■ **ФРАГМЕНТ ДОКУМЕНТА**
Не буду вдаваться в историко-литературные соображения Шестова. Для меня важнее другое – идея самопроизвольно возникающего конфликта. Возникающего не под давлением обстоятельств, но потому, что человек, по самой своей интеллектуальной сути, поставлен перед набором экзистенциальных вопросов и то с тем, то с другим из них вступает в свободный контакт. Но вступившего мысль мертвой хваткой тащит в нужном ей направлении. Левиным, процветающим помещиком, счастливым отцом, счастливым мужем, влюбленным в молодую жену, вопрос смысла жизни и смерти вдруг овладевает с силой, прямо толкающей его в петлю. Самая интимная черта русской литературы – в изображении этого свободного и неотвратимого конфликта.

Дальше всех пошел Достоевский. Его роман – роман идей именно потому, что человек без всякой обусловленности выбирает себе идею, которой он и обусловлен в своем поведении.

Все изменилось тогда, когда задача: как жить? заменилась задачей: как выжить? Экзистенциальные вопросы стушевались, потому что нравственный опыт претерпел прагматическое перерождение. Притом люди сейчас примеривают к себе неслыханную информацию, хлынувшую на них из прошлого. Раскольников вопрошал, можно ли во имя высших целей убить одно ненужное и зловредное существо. А люди наших дней читают о том, как, не смущаясь, убили и замучили миллионы невинных. Иван Карамазов возвращал билет, не вынеся слезы одного ребенка, а нам показали пучину безответных слез. Кириллов застрелился без внешнего повода, чтобы снять страх и заявить, что человек свободен. Мы же узнаём, как пускали себе пулю в лоб, чтобы избежать пытки и безмерного унижения.

Этим поколениям достались принудительные конфликты, бремя обстоятельств, а не сомнений, рожденных высоким произволом свободно выбранной трагедии.

Если все же изнутри возникает тревога, наши современники склонны успокаивать ее обращением к догме – православной, католической, даже буддийской. Это один из типовых уходов от экзистенциальных затруднений. Личность не чувствует себя в силах и вправе на личное решение.

Здесь я прибегну к автоцитате (из моего эссе «Авангард»):

«Романтический индивидуализм состоял в том, что безусловно ценная личность присваивала себе безусловные ценности, ей внеположные, вплоть до божественных. Романтическое отношение субъекта и объекта нарушило уже декадентство конца XIX века. Объективные ценности взяты были под сомнение, но ценность личности еще не оспаривалась. XX век с его непомерными социальными давлениями постепенно отнял у человека переживание абсолютной самоценности». Индивидуализм без внеличных ценностей и без самоценной личности перестает быть индивидуализмом. Определяющей оказывается социальная роль человека.

■ **ЧТО НУЖНО СДЕЛАТЬ**
**a)** Перепишите из текста о русской литературе отрывок, который открывается словами «Не буду вдаваться» и завершается словами «в своем поведении.». В нем замените «Достоевский» на «Толстой».
**b)** Какая задача, согласно тексту о русской литературе, пришла на смену задаче «как жить?»?

Выдержки из данных точечной разметки

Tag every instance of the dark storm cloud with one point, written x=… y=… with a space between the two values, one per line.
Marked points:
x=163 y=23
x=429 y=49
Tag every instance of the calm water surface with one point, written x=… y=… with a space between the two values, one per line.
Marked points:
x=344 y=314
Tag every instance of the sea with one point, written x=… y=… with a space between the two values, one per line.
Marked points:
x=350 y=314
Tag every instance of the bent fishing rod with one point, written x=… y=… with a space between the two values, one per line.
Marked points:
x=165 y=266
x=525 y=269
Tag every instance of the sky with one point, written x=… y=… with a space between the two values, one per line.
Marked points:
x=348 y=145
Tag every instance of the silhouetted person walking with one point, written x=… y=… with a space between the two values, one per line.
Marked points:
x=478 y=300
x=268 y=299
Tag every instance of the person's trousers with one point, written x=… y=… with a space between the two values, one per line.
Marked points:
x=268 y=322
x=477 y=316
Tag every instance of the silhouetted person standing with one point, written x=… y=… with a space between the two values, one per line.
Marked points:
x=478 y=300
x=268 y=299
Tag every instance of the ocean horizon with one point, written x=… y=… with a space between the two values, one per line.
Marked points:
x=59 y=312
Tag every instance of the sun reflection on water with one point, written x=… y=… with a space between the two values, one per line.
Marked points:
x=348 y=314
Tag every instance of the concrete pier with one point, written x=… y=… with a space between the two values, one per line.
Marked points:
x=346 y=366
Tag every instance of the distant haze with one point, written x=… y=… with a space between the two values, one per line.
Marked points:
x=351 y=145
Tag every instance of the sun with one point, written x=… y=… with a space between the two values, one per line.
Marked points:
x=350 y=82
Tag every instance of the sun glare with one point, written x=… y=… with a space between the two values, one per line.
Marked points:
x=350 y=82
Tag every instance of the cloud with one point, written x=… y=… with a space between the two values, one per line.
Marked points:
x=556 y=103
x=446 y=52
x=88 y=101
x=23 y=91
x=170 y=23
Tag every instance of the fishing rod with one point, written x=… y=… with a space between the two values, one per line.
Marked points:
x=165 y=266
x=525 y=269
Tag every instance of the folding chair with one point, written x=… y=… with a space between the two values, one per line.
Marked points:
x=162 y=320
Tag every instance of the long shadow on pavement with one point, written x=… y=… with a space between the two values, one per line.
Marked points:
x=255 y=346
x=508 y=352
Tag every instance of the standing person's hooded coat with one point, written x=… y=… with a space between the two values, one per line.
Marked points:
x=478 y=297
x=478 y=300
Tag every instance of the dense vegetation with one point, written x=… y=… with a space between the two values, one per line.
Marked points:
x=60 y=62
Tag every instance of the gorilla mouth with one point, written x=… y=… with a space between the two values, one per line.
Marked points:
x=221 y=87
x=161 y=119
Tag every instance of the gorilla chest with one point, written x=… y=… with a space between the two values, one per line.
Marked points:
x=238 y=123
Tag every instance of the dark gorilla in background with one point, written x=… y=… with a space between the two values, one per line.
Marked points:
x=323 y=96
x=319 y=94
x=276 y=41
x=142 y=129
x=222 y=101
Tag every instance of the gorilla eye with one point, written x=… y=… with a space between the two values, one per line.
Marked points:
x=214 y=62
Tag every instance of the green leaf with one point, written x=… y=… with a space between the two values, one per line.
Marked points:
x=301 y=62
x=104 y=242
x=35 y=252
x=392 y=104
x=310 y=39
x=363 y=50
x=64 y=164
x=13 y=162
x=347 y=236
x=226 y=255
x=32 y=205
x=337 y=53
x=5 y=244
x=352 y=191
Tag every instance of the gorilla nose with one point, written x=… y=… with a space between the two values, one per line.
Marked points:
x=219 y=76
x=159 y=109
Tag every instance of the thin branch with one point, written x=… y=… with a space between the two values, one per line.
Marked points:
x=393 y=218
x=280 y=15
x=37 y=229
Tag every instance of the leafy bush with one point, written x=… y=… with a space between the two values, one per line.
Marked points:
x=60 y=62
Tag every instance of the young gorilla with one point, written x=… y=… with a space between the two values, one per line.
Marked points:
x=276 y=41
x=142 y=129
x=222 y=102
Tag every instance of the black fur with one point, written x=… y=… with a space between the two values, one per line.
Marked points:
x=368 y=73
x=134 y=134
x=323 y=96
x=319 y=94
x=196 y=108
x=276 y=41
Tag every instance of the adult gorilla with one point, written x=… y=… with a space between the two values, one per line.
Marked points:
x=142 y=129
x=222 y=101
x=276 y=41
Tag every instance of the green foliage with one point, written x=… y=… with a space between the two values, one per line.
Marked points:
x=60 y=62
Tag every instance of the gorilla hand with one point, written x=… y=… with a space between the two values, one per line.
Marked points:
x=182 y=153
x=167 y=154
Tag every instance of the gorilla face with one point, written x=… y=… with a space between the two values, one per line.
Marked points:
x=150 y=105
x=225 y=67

■ **ОТВЕТЫ К ЗАДАНИЮ**
**a)**
Не буду вдаваться в историко-литературные соображения Шестова. Для меня важнее другое – идея самопроизвольно возникающего конфликта. Возникающего не под давлением обстоятельств, но потому, что человек, по самой своей интеллектуальной сути, поставлен перед набором экзистенциальных вопросов и то с тем, то с другим из них вступает в свободный контакт. Но вступившего мысль мертвой хваткой тащит в нужном ей направлении. Левиным, процветающим помещиком, счастливым отцом, счастливым мужем, влюбленным в молодую жену, вопрос смысла жизни и смерти вдруг овладевает с силой, прямо толкающей его в петлю. Самая интимная черта русской литературы – в изображении этого свободного и неотвратимого конфликта.

Дальше всех пошел Толстой. Его роман – роман идей именно потому, что человек без всякой обусловленности выбирает себе идею, которой он и обусловлен в своем поведении.

**b)** Задача «как выжить?».